The Clinical Laboratory Improvement Amendments (CLIA) of 1988 are United States federal regulatory standards that apply to all clinical laboratory testing performed on humans in the United States, except clinical trials and basic research.

CLIA Program
In accord with the CLIA, the CLIA Program sets standards and issues certificates for clinical laboratory testing. CLIA defines a clinical laboratory as any facility which performs laboratory testing on specimens derived from humans for the purpose of providing information for:
 diagnosis, prevention, or treatment of disease or impairment
 health assessments
An objective of the CLIA is to ensure the accuracy, reliability and timeliness of test results regardless of where the test was performed. Most Laboratory Developed Tests have been regulated under this program. In 2014 the FDA started a public discussion about regulating some LDTs.

Per CLIA, each specific laboratory system, assay, examination is graded for level of complexity by assigning scores of 1, 2, or 3 for each of the following seven criteria. A score of 1 is the lowest level of complexity, and a score of 3 indicates the highest level. Score 2 is assigned when the characteristics for a particular test are intermediate between the descriptions listed for scores of 1 and 3.

Criteria for categorization:
 Knowledge
 Training and experience
 Reagents and materials preparation
 Characteristics of operational steps
 Calibration, quality control, and proficiency testing materials
 Test system troubleshooting and equipment maintenance
 Interpretation and judgment
Centers for Medicare and Medicaid Services (CMS) has the primary responsibility for the operation of the CLIA Program. Within CMS, the program is implemented by the Center for Medicaid and State Operations, Survey and Certification Group, and the Division of Laboratory Services.

====================

EXERCISE INSTRUCTIONS →
Copy the passage on CLIA word for word, from "Per CLIA, each" up to and including "of 1 and 3.".

====================

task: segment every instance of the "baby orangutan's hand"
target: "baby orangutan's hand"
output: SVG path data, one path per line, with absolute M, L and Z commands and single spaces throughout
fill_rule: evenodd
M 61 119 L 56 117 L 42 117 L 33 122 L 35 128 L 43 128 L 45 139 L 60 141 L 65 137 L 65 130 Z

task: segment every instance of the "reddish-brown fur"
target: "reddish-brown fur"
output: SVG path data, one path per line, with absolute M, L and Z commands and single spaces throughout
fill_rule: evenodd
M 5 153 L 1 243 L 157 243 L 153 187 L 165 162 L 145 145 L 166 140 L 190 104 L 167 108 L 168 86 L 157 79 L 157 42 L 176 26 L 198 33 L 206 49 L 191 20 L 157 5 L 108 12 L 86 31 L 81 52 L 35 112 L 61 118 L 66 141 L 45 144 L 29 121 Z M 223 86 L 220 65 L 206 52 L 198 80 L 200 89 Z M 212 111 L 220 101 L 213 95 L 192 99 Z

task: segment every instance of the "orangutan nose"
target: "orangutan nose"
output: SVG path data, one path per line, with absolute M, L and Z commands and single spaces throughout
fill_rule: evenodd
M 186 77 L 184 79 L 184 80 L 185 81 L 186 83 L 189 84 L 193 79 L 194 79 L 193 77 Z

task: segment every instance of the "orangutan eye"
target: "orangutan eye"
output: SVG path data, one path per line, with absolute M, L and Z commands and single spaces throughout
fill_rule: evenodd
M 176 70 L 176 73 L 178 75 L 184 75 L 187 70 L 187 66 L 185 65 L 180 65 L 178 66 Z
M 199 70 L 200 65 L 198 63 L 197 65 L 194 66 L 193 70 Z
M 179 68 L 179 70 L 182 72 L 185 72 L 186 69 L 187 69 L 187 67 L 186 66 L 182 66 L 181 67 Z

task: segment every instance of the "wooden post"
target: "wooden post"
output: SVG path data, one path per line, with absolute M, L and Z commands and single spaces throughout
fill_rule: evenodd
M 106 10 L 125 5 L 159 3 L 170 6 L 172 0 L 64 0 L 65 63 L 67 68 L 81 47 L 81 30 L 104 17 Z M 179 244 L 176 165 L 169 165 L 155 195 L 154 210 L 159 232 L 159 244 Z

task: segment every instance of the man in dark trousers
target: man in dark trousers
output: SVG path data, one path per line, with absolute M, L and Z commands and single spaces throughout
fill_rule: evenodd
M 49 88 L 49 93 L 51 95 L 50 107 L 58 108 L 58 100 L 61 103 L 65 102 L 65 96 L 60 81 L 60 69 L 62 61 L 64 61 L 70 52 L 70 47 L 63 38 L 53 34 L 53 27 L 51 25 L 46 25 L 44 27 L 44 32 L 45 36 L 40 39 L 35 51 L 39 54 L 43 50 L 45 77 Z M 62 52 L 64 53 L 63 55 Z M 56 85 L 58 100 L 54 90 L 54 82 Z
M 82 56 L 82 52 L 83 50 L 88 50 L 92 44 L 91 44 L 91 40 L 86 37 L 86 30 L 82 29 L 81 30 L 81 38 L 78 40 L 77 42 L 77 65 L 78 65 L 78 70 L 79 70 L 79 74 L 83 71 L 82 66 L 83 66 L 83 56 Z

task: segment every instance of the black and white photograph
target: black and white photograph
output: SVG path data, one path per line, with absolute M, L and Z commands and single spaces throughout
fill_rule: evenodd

====================

SOLUTION TO THIS PROBLEM →
Per CLIA, each specific laboratory system, assay, examination is graded for level of complexity by assigning scores of 1, 2, or 3 for each of the following seven criteria. A score of 1 is the lowest level of complexity, and a score of 3 indicates the highest level. Score 2 is assigned when the characteristics for a particular test are intermediate between the descriptions listed for scores of 1 and 3.